Reading text →

* Start *

Evripidis and his Tragedies
Neos Kosmos

Merch for this release:
Vinyl LP, Compact Disc (CD), , T-Shirt/Apparel

Evripidis Sabatis, aka Evripidis and His Tragedies, has been making sweet-toothed indie pop with an intensely personal and existential core for many years now; Neos Kosmos is his fifth LP. It’s also his first full-length foray into straight-up synthpop, all day-glo synth lines and bouncing bass and effervescent vocal melodies. The Barcelona-via-Athens artist sings in English, Spanish, and Greek, and his songwriting here draws the direct line between ‘60s girl group melancholia and ‘80s new wave melodrama in an incredibly satisfying way (I kept thinking of Kim Wilde’s classic cover of the Supremes’ “You Keep Me Hangin’ On” throughout repeated listens; this is a compliment). And since Sabatis himself is clear in the liner notes about his queerness informing this record, I don’t think it’s my own personal vantage point alone that speaks to me about how wonderfully campy Neos Kosmos is, playing up the intentionally cheesy aspects of this kind of music (see the endlessly ascending vamp at the close of “Your Dreams,” which feels like a loving piss-take on the excesses of ‘80s pop, or the lounge affect of the swooning “Wild Reeds”). Camp is pure fun, but it also has, particularly in queer nightlife, always had a heartbreaking, sincere underbelly—think the comedy and tragedy masks fused together into a bizarre, fascinating rictus. There is something indelibly true about Sabatis’s craft, something that shines through all the pop confectionery—there may be plenty of sugary sheen here, but also much to nourish the soul.

* End *

Instruction → Using the review of Neos Kosmos, mark each statement yes or no and quote the exact words from the review that decide it: (a) Neos Kosmos is Sabatis's fifth LP. (b) On this record Sabatis sings only in English and Greek. (c) Neos Kosmos is his second full-length synthpop album.

Recorded data →
* Start *

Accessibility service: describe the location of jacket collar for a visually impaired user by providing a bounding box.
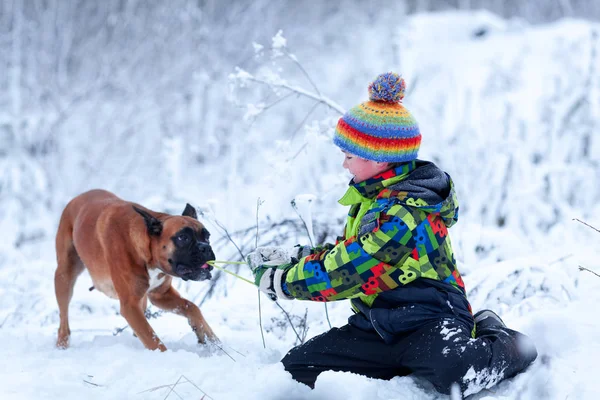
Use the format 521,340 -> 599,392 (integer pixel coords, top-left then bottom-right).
338,160 -> 416,206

* End *

Answer to this exercise →
(a) Yes: "Neos Kosmos is his fifth LP"
(b) No: "sings in English, Spanish, and Greek"
(c) No: "It’s also his first full-length foray into straight-up synthpop"